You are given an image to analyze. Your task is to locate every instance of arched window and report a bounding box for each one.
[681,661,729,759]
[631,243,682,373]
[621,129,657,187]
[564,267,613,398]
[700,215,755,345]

★ ★ ★ ★ ★

## Given problem
Can you copy all of the records above line for line, without changing a single character?

## The result
You are given an image to analyze. Your task is to locate every instance of arched window and report a bounding box for each one.
[681,661,729,759]
[631,243,682,373]
[621,129,657,187]
[564,267,613,398]
[700,215,755,345]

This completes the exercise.